What to work on:
1. In the passage on AI agents and training data, what is the current default for the optional data sharing Microsoft introduced for Copilot AI features in Dynamics 365 and Power Platform?
2. Write a continuation of the passage on AI agents and training data, starting after its last sentence.

Selected excerpt:

Autonomy is a huge step for AI agents to take. The more we apply them into business scenarios that involve taking in text from various external sources, the more options we give to the bad guys for capturing our agent in the field of duty. I get the feeling that we’re going to need an army of agents focused on especially fighting these forces of evil, in this rapidly evolving digital landscape (pun intended).

Agents can only ever learn to become more reliable if they get enough realistic training data. Where does this data come from? That is the interesting dilemma for the likes of Microsoft and Salesforce. On one hand, they are sitting on top of massive amounts of business data - owned by their customers. On the other hand, the reason why customers would rather use a service by MS than by OpenAI is their expectation of trust. That the data will not be used for training purposes.

We’ve recently seen MS introduce optional data sharing for Copilot AI features in Dynamics 365 and Power Platform. Today, it is off by default. There aren’t direct benefits for customers to enable this data sharing.

Data for review:
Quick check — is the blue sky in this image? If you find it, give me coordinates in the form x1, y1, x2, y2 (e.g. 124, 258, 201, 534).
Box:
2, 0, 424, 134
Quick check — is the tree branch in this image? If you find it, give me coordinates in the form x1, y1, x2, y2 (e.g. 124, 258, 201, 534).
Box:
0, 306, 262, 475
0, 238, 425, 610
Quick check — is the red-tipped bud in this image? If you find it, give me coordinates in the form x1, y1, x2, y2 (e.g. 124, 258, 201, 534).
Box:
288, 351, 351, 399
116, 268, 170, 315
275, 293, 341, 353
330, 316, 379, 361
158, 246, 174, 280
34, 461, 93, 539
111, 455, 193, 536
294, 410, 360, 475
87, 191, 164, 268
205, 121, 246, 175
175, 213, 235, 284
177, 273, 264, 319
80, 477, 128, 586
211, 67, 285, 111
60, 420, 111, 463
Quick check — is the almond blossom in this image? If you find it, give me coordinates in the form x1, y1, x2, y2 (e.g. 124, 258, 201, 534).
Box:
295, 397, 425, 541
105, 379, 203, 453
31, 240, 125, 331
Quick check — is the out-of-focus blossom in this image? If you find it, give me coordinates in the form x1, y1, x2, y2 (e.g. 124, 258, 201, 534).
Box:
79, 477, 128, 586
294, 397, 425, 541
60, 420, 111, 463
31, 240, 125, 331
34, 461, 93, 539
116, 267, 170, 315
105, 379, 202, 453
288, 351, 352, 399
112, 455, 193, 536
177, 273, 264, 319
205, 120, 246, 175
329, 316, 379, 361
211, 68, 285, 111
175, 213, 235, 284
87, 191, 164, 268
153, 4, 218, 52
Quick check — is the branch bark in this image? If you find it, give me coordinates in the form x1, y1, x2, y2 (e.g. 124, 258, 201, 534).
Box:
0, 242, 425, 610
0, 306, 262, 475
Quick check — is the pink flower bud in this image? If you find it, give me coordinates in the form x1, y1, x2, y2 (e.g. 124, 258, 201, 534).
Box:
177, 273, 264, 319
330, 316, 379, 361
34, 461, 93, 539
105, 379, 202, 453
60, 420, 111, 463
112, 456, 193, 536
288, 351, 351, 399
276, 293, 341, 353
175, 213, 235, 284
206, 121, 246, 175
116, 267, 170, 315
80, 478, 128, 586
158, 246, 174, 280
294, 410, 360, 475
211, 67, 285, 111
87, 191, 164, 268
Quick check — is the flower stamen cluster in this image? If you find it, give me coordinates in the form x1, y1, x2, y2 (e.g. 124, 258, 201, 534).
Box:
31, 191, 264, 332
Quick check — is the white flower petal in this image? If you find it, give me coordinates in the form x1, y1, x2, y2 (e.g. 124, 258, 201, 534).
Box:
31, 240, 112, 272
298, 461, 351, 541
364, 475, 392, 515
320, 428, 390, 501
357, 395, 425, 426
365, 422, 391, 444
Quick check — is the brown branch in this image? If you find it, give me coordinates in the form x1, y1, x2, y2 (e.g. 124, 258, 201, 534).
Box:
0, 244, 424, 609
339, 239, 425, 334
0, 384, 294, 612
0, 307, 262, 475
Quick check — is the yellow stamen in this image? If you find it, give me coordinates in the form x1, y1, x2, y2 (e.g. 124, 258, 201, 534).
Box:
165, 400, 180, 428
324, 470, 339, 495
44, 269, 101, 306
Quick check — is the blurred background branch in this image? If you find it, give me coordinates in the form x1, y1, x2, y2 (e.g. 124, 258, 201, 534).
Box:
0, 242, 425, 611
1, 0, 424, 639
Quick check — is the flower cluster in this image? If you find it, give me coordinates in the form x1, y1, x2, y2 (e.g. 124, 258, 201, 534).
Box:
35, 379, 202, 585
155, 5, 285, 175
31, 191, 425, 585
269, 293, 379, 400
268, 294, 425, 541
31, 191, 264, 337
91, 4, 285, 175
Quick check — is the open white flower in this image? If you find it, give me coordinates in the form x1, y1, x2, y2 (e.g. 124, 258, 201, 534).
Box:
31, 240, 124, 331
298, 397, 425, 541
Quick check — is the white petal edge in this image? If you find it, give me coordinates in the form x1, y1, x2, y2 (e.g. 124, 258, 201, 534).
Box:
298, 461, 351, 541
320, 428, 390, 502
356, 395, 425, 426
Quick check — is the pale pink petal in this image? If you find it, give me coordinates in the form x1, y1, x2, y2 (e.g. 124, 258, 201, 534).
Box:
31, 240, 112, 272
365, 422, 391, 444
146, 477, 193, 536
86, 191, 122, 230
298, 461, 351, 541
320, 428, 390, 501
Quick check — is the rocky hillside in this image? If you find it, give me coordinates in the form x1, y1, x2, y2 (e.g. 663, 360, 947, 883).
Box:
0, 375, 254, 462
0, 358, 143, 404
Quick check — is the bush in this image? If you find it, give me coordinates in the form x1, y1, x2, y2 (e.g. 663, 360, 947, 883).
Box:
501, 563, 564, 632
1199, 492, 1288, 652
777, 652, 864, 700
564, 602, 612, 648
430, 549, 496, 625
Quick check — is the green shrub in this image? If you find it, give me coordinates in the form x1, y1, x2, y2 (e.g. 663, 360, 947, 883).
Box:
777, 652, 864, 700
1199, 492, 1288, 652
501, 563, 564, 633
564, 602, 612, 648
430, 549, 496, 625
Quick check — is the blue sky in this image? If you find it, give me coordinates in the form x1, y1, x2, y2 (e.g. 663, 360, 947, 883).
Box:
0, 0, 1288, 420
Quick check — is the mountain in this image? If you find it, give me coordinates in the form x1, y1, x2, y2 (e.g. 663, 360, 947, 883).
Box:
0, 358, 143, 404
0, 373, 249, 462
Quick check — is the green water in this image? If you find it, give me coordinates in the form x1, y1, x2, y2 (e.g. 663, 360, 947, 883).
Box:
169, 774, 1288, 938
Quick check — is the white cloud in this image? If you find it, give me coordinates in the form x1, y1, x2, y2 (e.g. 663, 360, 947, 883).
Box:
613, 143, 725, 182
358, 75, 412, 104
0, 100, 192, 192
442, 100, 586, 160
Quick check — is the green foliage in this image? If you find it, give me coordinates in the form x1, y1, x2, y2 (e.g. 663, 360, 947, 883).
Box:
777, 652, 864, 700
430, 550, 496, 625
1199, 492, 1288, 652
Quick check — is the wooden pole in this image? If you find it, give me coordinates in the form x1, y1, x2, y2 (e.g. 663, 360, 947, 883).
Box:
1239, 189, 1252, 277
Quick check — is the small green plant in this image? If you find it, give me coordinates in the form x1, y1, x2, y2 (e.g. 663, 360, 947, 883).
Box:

Expected results:
1. It is off by default.

2.
What will happen in the future? It is entirely possible that the providers of the coming agentic workforce, like Microsoft and Salesforce, will need to have deeper visibility into what data their agents are working with. Training the future models that can truly meet the expectations built by AI product marketing today is going to need data at a massive scale.

This is one reason why the tech providers must be so eager to get the products out there as early as possible. So that they can start capturing these raw materials of the AI age into their own systems - and not that of a competing platform vendor.